* BEGIN *
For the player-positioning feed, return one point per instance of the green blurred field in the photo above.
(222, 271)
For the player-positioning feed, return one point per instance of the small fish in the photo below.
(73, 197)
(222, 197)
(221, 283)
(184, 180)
* END *
Can you copy the whole listing above line for line, without changing anything?

For the player-positioning feed, return one point per instance of the green blurred field in the photo above.
(222, 271)
For the player-positioning feed, return one point per instance of the small fish in the photo below.
(73, 197)
(222, 197)
(221, 283)
(184, 180)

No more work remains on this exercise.